>> Start GIVEN DATA
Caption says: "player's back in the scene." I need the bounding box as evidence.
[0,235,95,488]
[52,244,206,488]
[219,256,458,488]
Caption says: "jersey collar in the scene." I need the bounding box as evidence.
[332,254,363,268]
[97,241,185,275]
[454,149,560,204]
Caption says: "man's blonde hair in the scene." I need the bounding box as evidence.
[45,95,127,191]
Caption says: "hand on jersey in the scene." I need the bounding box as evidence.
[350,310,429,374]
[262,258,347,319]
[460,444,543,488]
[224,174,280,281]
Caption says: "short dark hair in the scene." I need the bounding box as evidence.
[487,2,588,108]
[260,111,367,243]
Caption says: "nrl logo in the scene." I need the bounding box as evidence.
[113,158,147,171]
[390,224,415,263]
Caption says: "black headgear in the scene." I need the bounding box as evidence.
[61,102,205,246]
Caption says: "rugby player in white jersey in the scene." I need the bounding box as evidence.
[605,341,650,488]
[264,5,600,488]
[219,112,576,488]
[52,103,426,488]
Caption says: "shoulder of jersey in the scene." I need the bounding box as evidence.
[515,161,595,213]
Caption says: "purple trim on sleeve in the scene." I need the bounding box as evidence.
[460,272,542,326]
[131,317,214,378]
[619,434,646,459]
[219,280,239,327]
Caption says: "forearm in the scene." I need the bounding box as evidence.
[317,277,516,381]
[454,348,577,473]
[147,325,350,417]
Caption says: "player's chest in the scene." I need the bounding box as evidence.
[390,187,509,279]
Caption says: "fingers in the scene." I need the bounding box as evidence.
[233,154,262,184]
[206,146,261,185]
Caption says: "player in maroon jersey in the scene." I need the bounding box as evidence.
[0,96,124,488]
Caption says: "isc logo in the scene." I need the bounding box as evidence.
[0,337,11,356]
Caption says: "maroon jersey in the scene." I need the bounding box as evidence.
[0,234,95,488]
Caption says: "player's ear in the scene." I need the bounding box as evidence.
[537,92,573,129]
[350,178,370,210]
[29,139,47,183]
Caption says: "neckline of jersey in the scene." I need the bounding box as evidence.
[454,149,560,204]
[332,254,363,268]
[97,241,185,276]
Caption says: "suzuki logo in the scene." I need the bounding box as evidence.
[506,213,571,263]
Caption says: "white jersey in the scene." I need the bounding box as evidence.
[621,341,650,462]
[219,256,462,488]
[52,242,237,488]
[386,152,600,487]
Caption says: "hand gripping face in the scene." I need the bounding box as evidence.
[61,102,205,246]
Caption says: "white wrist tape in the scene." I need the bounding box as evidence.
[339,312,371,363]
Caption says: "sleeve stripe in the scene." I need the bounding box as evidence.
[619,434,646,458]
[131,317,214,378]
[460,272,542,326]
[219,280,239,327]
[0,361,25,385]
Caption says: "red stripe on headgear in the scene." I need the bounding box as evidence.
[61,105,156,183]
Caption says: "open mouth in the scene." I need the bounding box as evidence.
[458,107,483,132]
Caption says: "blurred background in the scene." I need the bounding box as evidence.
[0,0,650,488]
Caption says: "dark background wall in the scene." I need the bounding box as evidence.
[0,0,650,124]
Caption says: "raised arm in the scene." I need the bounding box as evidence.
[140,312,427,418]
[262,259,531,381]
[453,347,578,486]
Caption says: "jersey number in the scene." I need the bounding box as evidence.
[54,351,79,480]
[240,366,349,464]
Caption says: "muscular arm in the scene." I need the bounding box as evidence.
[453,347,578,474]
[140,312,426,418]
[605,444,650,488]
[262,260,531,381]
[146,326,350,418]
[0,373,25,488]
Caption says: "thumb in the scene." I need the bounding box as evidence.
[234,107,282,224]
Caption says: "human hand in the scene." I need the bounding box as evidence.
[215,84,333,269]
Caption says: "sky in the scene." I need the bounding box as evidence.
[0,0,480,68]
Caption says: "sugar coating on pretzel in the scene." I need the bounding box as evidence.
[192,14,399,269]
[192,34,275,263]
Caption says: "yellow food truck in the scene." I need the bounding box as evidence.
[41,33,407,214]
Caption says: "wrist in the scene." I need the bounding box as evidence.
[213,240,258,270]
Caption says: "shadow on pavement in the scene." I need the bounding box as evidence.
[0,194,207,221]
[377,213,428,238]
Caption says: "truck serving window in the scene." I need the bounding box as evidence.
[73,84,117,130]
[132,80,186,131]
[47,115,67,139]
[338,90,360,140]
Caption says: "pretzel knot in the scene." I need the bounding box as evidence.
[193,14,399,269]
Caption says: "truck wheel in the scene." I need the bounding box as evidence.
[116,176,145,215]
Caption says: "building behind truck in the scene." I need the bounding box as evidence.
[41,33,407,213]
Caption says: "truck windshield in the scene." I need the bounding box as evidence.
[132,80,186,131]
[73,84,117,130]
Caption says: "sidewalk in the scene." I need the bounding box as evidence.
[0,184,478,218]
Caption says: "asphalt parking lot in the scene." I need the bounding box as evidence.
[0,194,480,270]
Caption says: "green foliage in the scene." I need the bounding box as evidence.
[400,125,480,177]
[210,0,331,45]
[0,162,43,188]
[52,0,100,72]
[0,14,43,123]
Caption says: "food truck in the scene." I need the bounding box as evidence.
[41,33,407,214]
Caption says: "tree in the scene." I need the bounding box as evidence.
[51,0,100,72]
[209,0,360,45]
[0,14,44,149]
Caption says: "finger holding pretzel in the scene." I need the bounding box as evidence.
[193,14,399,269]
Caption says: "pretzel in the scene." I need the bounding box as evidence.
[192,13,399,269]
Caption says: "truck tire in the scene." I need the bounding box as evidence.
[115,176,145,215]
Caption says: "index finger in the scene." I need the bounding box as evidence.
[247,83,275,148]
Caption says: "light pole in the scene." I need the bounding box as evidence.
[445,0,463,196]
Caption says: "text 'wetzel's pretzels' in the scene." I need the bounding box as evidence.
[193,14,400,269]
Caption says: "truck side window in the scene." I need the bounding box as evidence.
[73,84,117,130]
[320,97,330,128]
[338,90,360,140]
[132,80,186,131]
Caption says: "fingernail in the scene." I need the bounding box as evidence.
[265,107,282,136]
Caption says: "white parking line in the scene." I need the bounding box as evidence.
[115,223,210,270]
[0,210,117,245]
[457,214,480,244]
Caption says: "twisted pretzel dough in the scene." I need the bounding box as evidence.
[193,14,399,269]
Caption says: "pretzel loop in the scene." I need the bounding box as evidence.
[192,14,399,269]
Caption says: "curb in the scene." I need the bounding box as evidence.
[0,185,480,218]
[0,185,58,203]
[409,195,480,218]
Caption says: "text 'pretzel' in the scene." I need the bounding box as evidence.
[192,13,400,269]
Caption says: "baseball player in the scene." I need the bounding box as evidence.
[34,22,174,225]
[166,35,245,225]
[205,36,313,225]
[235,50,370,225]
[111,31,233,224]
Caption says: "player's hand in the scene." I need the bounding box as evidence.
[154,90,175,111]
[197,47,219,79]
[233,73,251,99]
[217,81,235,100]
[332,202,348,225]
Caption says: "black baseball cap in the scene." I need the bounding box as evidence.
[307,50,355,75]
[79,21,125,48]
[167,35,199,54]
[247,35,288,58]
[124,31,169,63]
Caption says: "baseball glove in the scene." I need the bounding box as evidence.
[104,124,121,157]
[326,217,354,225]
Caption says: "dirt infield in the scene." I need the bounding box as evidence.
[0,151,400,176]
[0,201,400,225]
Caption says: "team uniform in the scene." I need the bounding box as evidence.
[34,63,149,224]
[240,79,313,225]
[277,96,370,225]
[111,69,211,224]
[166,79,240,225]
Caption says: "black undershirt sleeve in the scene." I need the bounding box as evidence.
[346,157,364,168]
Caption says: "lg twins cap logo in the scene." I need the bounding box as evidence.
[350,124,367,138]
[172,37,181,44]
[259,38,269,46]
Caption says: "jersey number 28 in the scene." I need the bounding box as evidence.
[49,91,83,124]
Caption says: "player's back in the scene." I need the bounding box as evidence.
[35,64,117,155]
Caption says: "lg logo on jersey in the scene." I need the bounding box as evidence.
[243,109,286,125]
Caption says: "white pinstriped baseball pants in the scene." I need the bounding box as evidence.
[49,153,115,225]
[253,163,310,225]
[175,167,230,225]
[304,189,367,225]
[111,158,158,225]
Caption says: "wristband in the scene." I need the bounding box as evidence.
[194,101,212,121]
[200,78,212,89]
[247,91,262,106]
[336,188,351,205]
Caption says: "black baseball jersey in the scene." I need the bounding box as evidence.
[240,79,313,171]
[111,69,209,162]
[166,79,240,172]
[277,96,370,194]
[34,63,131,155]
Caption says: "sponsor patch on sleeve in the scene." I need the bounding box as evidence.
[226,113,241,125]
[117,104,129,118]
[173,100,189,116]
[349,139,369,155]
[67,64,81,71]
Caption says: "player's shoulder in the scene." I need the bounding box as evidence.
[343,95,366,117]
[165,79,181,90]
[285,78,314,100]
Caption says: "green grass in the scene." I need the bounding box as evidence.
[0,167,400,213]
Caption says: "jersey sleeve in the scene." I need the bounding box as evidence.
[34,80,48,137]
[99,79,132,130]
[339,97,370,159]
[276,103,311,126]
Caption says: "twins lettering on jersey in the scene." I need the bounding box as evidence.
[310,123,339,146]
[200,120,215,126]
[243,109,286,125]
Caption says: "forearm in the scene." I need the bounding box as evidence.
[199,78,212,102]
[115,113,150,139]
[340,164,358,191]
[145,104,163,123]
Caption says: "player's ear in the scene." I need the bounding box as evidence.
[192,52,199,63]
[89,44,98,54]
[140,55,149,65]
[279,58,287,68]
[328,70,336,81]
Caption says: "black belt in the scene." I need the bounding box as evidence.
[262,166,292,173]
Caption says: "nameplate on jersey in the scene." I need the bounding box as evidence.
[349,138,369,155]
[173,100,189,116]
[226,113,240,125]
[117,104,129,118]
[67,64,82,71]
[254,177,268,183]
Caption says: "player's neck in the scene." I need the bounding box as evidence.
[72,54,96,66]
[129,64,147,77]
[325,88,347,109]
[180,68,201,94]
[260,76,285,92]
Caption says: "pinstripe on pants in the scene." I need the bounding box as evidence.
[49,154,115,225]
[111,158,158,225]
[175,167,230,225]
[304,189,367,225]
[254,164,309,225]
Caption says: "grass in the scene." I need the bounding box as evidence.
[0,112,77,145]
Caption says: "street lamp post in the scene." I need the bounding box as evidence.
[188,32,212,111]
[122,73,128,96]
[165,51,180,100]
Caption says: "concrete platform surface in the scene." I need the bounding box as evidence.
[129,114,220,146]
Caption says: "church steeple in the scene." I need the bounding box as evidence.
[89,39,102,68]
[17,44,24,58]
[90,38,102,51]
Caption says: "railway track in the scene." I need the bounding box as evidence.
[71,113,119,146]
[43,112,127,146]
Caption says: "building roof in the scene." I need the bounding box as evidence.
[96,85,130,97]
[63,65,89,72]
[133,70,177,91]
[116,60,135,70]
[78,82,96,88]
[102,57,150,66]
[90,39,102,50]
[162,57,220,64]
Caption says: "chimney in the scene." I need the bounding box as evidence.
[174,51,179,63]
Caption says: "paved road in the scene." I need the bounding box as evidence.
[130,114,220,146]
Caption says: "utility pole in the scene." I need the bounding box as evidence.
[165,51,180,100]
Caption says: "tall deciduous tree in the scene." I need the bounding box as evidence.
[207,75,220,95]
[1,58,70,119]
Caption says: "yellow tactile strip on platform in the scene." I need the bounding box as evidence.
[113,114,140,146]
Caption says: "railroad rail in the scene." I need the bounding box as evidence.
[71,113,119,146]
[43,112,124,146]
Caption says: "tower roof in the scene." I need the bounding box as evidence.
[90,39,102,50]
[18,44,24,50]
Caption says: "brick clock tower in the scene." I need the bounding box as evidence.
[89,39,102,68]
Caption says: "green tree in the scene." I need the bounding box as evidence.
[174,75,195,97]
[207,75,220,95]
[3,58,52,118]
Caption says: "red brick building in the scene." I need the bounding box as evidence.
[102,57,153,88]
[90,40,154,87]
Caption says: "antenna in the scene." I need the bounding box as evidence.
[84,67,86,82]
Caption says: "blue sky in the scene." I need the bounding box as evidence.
>> End GIVEN DATA
Rewrite the lines from the one containing "belt in the" up to and including the one containing "[254,177,268,183]", with "name patch" in place of "nameplate" and everything else unchanged.

SOLUTION TO THIS PROBLEM:
Caption says: "black belt in the scene." I need the bounding box as evidence.
[262,166,292,173]
Caption says: "name patch on jersey in the scene." I need the bounding box as evidence.
[349,138,369,155]
[173,100,189,116]
[226,113,240,125]
[117,104,129,118]
[67,64,82,71]
[254,177,268,183]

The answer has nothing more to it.